── Records for the exercise ──

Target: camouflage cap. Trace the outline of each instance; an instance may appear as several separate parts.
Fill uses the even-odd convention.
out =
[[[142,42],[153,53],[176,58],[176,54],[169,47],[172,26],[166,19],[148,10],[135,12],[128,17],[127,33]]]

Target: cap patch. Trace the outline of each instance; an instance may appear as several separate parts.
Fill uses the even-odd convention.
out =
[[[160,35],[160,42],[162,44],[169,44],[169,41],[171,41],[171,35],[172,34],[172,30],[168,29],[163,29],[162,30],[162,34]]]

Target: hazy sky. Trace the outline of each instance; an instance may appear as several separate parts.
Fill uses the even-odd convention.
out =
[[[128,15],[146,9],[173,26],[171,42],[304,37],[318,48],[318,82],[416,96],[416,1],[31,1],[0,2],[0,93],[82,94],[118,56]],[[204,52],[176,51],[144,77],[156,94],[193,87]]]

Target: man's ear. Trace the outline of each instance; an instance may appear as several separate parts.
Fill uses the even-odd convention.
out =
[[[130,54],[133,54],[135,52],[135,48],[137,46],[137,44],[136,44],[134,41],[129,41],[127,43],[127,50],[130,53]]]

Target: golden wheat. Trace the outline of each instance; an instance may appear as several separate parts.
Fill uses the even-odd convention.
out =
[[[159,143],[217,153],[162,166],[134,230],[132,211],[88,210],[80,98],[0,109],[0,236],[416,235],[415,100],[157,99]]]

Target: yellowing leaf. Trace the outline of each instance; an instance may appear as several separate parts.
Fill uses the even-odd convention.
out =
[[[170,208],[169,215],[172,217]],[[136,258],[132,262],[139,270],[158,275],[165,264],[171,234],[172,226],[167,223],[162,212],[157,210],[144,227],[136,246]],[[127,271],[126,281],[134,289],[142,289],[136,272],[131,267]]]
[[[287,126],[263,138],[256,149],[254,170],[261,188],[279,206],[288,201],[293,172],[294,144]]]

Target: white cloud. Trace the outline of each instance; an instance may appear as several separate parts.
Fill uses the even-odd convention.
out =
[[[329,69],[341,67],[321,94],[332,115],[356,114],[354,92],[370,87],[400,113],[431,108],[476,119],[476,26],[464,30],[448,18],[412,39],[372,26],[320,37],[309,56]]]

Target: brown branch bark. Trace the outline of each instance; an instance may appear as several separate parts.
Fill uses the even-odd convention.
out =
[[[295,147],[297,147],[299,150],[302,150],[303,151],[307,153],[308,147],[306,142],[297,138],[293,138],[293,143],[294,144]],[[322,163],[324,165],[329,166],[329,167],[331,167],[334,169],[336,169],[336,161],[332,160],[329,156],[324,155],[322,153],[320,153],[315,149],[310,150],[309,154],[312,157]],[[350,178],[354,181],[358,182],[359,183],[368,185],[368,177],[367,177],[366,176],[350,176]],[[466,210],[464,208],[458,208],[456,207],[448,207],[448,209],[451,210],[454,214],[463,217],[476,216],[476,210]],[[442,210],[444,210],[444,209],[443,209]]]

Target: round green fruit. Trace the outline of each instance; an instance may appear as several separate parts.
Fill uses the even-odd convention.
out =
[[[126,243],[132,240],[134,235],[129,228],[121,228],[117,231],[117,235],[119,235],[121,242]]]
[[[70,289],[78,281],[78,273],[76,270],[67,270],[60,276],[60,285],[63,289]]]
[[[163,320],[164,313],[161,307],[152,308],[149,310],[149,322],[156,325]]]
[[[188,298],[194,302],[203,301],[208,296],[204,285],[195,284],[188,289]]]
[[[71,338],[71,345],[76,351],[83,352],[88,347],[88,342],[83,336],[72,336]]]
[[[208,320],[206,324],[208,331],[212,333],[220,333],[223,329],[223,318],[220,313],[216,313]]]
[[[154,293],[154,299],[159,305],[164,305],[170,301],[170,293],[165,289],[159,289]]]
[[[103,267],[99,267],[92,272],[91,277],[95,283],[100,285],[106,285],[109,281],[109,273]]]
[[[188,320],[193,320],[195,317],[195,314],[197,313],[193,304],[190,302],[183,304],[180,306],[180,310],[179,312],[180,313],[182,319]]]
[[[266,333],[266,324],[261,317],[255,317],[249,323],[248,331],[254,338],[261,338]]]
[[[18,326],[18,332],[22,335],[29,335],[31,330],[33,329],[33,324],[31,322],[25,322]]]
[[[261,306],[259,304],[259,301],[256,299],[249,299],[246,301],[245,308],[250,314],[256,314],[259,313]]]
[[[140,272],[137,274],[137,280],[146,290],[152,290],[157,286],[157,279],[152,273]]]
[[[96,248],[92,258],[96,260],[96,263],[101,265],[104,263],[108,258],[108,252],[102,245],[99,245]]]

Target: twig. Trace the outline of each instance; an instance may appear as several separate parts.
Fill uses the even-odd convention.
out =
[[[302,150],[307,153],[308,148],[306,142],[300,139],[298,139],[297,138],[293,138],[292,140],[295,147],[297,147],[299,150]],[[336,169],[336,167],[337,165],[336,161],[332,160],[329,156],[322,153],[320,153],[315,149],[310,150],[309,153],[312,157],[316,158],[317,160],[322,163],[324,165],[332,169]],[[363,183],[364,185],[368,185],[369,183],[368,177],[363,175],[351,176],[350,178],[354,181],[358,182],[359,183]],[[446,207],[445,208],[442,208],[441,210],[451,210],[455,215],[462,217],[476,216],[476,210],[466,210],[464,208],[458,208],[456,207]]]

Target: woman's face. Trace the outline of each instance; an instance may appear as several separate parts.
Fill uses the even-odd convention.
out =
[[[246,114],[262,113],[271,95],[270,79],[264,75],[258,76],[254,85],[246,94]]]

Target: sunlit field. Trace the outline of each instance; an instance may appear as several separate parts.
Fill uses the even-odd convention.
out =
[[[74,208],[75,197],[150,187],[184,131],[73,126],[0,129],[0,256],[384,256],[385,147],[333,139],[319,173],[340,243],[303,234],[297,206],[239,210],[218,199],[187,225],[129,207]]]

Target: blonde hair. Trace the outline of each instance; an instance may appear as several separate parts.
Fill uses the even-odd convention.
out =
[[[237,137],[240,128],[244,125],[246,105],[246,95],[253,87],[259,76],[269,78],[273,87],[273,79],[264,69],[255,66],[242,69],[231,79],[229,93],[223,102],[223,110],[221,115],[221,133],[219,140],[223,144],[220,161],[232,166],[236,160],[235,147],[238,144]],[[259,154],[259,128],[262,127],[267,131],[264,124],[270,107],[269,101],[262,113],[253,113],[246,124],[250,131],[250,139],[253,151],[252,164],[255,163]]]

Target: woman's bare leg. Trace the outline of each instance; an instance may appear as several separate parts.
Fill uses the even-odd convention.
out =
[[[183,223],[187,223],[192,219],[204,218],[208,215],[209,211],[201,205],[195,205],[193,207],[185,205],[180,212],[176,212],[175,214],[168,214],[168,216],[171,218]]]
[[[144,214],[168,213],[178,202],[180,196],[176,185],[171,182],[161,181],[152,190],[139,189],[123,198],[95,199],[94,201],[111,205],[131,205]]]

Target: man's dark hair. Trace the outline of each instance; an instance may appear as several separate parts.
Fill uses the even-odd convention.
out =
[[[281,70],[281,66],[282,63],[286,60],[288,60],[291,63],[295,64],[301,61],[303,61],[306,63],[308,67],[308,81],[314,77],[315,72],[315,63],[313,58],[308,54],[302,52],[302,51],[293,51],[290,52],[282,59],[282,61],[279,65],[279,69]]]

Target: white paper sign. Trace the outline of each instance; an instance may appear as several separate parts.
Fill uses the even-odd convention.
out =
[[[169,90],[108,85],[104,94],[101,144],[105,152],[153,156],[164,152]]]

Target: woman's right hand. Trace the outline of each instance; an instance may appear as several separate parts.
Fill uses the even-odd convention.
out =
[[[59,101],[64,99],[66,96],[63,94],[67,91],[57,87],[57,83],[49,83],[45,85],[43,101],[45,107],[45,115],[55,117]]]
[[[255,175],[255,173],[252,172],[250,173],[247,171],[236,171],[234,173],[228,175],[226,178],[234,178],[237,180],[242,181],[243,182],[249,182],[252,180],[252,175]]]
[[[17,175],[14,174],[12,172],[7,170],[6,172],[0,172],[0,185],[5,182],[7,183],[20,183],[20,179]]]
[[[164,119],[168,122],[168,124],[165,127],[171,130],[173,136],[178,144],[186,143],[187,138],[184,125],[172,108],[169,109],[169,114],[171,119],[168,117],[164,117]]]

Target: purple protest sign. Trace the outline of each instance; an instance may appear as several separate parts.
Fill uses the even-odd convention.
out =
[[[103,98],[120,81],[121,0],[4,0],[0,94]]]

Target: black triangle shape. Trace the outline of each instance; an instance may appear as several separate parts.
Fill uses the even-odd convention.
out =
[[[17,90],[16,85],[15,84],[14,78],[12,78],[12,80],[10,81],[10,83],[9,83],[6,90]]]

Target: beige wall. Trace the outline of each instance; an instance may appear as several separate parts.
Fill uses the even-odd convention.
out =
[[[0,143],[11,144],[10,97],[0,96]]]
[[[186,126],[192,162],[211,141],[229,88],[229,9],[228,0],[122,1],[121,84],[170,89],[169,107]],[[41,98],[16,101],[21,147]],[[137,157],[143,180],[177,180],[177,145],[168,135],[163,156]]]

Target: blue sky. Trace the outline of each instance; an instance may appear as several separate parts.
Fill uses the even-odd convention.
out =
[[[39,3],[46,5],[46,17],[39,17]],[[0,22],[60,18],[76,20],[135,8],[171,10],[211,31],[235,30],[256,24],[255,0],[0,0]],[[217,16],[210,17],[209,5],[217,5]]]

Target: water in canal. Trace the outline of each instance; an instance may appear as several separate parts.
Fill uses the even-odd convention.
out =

───

▶ [Stated exercise]
Rewrite the items from the line containing "Target: beige wall." through the end of the items, putting "clear sky" in place of "blue sky" and leaving everything else unchanged.

▶ [Solution]
Target: beige wall. Trace the outline of each instance; an instance may appear as several separate parts.
Fill uses the even-odd convention.
out =
[[[0,143],[11,144],[10,97],[0,96]]]
[[[186,126],[192,162],[211,141],[229,88],[229,9],[228,0],[122,1],[121,84],[170,89],[169,107]],[[41,98],[16,101],[21,147]],[[137,157],[143,180],[177,180],[177,145],[168,135],[163,156]]]

Target: clear sky. Trace the outline of each instance; an instance may appear as several separate parts.
Fill uses the even-odd convention.
out =
[[[39,3],[46,5],[46,17],[39,17]],[[0,22],[60,18],[76,20],[135,8],[171,10],[211,31],[235,30],[256,24],[255,0],[0,0]],[[217,16],[210,17],[209,5],[217,5]]]

Target: water in canal. Trace the outline of each instance; an instance may appear as several separate parts.
Fill uses the even-odd convention.
out =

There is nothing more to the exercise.